Digital Health: Prepare to thrive

By Robin Randolph
Updated 12:46 PM CST, Wed December 10, 2025
Q. What does the future of AI and telehealth look like for the DME sector – and how do payers view these tools? Should we be preparing for an inevitable shift?
A. The past five years have been about testing digital health in the DME space. The next five will be about proving it works – and payers will be the ones asking for the proof. Whether it’s a Medicare contractor, a commercial insurer or a value-based care network, they want measurable outcomes, and they want them fast.
AI, telehealth and remote monitoring aren’t just tools anymore – they’re becoming the evidence pipeline for reimbursement decisions. If you can’t show that your patients are compliant, stable and avoiding costly interventions, your position with payers could weaken.
What payers care about most
- Outcome data – Has therapy adherence improved? Are hospital readmissions reduced?
- Cost savings – Can you show measurable reductions in acute care costs tied to your interventions?
- Patient engagement – Are patients interacting with the technology regularly?
- Regulatory compliance – Is your data secure, documented and audit-ready?
The better you can present these metrics – in clear, data-backed reports – the more likely you are to maintain or improve your status with payers.
Preparing now for the shift
- Audit your current data – Can you quickly pull compliance rates, patient engagement stats and intervention timelines? If not, start building that capability.
- Train staff on data literacy – It’s not enough to collect data; your team needs to understand how to interpret and act on it.
- Start reporting voluntarily – Share outcome metrics with payers before they ask. It positions you as a proactive, value-driven partner.
- Invest in scalable platforms – Choose tech that can handle more patients and more devices without needing a complete overhaul in two years.
The bottom line
The DME providers who thrive in the next decade won’t be the ones with the cheapest products – they’ll be the ones who can prove their products and services deliver measurable, sustained health improvements. AI, telehealth and digital health tools aren’t just the future – they’re the language payers will speak. The sooner you’re fluent, the better your chances of staying in the conversation.
Robin Randolph is senior vice president of marketing for sovaSage. Reach her at robin@sovasage.com.
Digital health, telehealth & AI: Key actions to take now
Telehealth & compliance
- Enable real-time device alerts for early intervention.
- Follow up on compliance issues within 48 hours.
- Use HIPAA-compliant video platforms for patient support.
- Document every interaction thoroughly for audit readiness.
Digital health tools for growth
- Evaluate AI-powered patient management platforms for chronic conditions.
- Implement predictive analytics to flag high-risk patients.
- Explore remote setup/training tools to save staff time.
- Offer automated patient engagement (texts, reminders, dashboards).
AI in telehealth: benefits & risks
- Start with clean, accurate device data.
- Keep humans in the loop for decision-making.
- Be transparent with patients about how AI supports their care.
- Document AI-influenced clinical decisions.
Preparing for the payer push
- Track and report patient outcomes and engagement metrics now.
- Train staff to interpret and act on data insights.
- Share results with payers before they require it.
- Invest in scalable tech that can grow with your business.

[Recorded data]
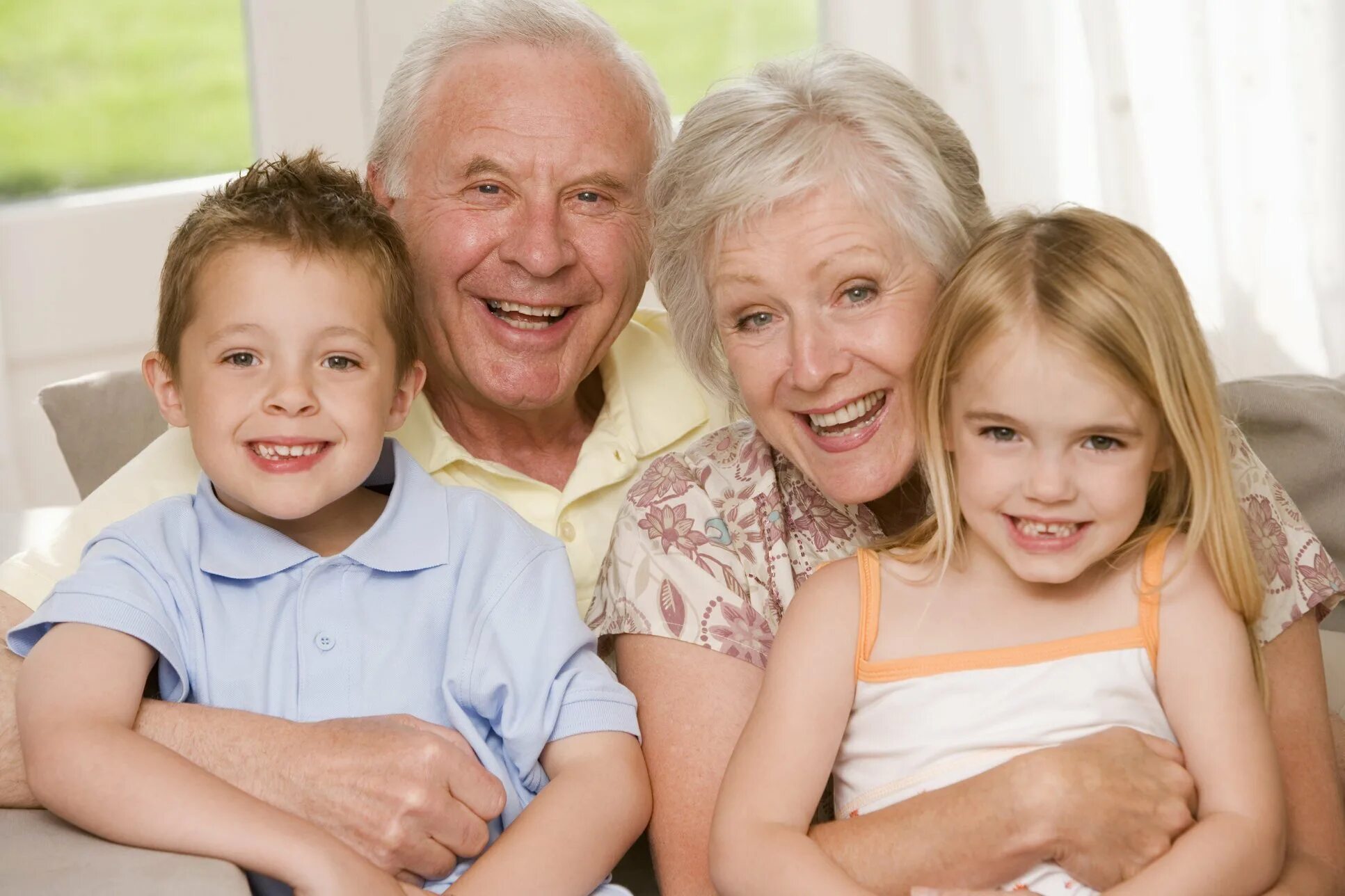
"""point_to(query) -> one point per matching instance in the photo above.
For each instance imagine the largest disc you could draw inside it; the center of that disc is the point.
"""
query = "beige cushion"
(101, 422)
(43, 856)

- [Your assignment]
Please repeat the digital health article word for word, from "- Explore remote" to "loop for decision-making.".

- [Output below]
- Explore remote setup/training tools to save staff time.
- Offer automated patient engagement (texts, reminders, dashboards).
AI in telehealth: benefits & risks
- Start with clean, accurate device data.
- Keep humans in the loop for decision-making.